Provided passage:
══════════

Date of Graduation

12-2011

Document Type

Dissertation (PhD)

Program Affiliation

Genes and Development

Degree Name

Doctor of Philosophy (PhD)

Advisor/Committee Chair

James F. Martin, M.D., Ph.D.

Committee Member

Yasuhide Furuta, Ph.D.

Committee Member

Mingyao Lui, Ph.D.

Committee Member

Pierre D. McCrea, Ph.D.

Committee Member

Michael R. Blackburn, Ph.D.

Abstract

Much of the craniofacial skeleton, such as the skull vault, mandible and midface, develops through direct, intramembranous ossification of the cranial neural crest (CNC) derived progenitor cells. Bmp-signaling plays critical roles in normal craniofacial development, and Bmp4 deficiency results in craniofacial abnormalities, such as cleft lip and palate. We performed an in depth analysis of Bmp4, a critical regulator of development, disease, and evolution, in the CNC. Conditional Bmp4 overexpression, using a tetracycline regulated Bmp4 gain of function allele, resulted in facial form changes that were most dramatic after an E10.5 Bmp4 induction. Expression profiling uncovered a signature of Bmp4 induced genes (BIG) composed predominantly of transcriptional regulators controlling self-renewal, osteoblast differentiation, and negative Bmp autoregulation. The complimentary experiment, CNC inactivation of Bmp2, Bmp4, and Bmp7, resulted in complete or partial loss of multiple CNC derived skeletal elements revealing a critical requirement for Bmp-signaling in membranous bone and cartilage development. Importantly, the BIG signature was reduced in Bmp loss of function mutants indicating similar Bmp-regulated target genes underlying facial form modulation and normal skeletal morphogenesis. Chromatin immunoprecipitation (ChIP) revealed a subset of the BIG signature, including Satb2, Smad6, Hand1, Gadd45g and Gata3 that was bound by Smad1/5 in the developing mandible revealing direct, Smad-mediated regulation. These data indicate that Bmp-signaling regulates craniofacial skeletal development and facial form by balancing self-renewal and differentiation pathways in CNC progenitors.

══════════

What this task involves: List every person named as a committee member in the dissertation record, excluding the advisor/committee chair.

The data:
══════════

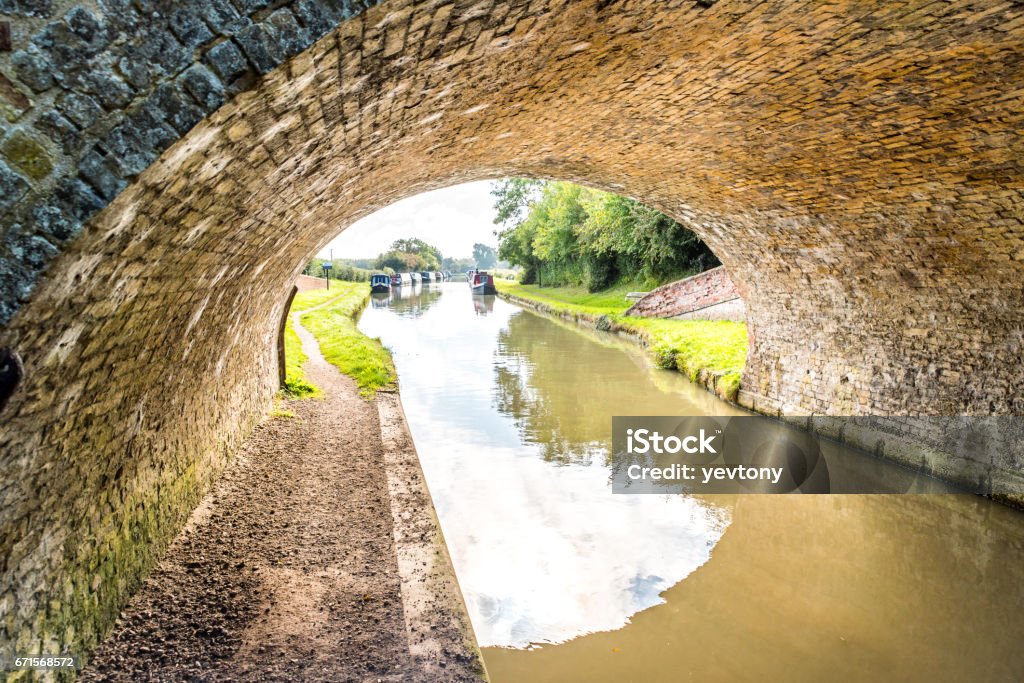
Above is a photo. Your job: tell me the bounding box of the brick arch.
[0,0,1024,663]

══════════

Result for this exercise: Yasuhide Furuta, Ph.D.; Mingyao Lui, Ph.D.; Pierre D. McCrea, Ph.D.; Michael R. Blackburn, Ph.D.